:: INFORMATION GIVEN

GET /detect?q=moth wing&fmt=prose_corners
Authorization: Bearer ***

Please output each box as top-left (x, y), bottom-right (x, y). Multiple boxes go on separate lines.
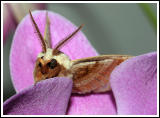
top-left (71, 55), bottom-right (130, 94)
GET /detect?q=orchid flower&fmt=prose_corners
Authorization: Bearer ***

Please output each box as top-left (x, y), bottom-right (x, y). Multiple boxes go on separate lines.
top-left (3, 10), bottom-right (157, 115)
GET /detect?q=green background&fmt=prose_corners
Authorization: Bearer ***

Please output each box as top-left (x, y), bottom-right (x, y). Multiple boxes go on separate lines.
top-left (3, 3), bottom-right (157, 101)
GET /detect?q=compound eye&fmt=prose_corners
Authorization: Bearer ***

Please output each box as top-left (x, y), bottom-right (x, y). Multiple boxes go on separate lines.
top-left (47, 59), bottom-right (57, 69)
top-left (38, 56), bottom-right (44, 67)
top-left (38, 62), bottom-right (42, 67)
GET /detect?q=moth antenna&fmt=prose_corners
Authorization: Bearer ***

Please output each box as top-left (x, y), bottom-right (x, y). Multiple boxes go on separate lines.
top-left (44, 11), bottom-right (52, 48)
top-left (29, 10), bottom-right (46, 52)
top-left (53, 24), bottom-right (84, 55)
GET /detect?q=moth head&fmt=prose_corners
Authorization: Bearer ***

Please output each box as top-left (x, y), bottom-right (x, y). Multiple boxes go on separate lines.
top-left (34, 48), bottom-right (71, 83)
top-left (29, 10), bottom-right (84, 84)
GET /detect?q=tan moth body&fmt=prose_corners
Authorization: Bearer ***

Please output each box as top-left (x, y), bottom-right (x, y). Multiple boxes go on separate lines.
top-left (30, 10), bottom-right (132, 94)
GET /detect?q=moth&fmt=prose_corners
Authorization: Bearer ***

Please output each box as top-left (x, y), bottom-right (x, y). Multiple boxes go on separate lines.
top-left (29, 10), bottom-right (132, 94)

::::

_TASK TO CARRY OUT_. Omitting all pictures, reproduce the records above in their entirety.

_RESULT_.
GET /detect?q=moth wing&fmt=prose_corners
Authorization: Bearer ***

Please output each box as top-left (x, y), bottom-right (x, y). Multiple boxes go on separate lines.
top-left (71, 55), bottom-right (130, 94)
GET /detect?q=orchid flower&fmt=prose_corners
Authorization: Bearer ***

Please output each box as top-left (x, y), bottom-right (x, y). Multiple boxes go on separate lines.
top-left (3, 10), bottom-right (157, 115)
GET /detect?q=green background&fmt=prose_corners
Authorization: Bearer ***

Please output each box as top-left (x, y), bottom-right (x, y). Multiple boxes go on separate lines.
top-left (3, 3), bottom-right (157, 101)
GET /detect?q=compound eye&fmt=prose_corners
Authorization: Bearer ***

Please output each box as top-left (x, y), bottom-right (x, y). Multiple boxes go on separate lines.
top-left (47, 59), bottom-right (57, 69)
top-left (38, 56), bottom-right (44, 67)
top-left (38, 62), bottom-right (42, 67)
GET /detect?q=moth antenna&fmt=prose_corners
Authorization: Bearer ***

Please output each box as top-left (x, y), bottom-right (x, y). Multiple boxes go on separate lines.
top-left (44, 11), bottom-right (52, 48)
top-left (29, 10), bottom-right (46, 52)
top-left (53, 24), bottom-right (84, 55)
GET /detect?q=moth head&fmt=prose_corners
Authorization: Bearer ***

Please output each box as top-left (x, y), bottom-right (x, y). Multiple boxes go on separate lines.
top-left (34, 48), bottom-right (71, 83)
top-left (29, 10), bottom-right (84, 84)
GET /detect?q=tan moth body&fmt=prose_corners
Authorization: Bearer ***

Please output each box as top-left (x, y), bottom-right (x, y). Multiple boxes go on separate lines.
top-left (30, 10), bottom-right (132, 94)
GET /detect?q=moth&fmt=prose_corners
Authorization: Bearer ***

Please output each box as top-left (x, y), bottom-right (x, y). Multiple boxes go on separate lines.
top-left (29, 10), bottom-right (132, 94)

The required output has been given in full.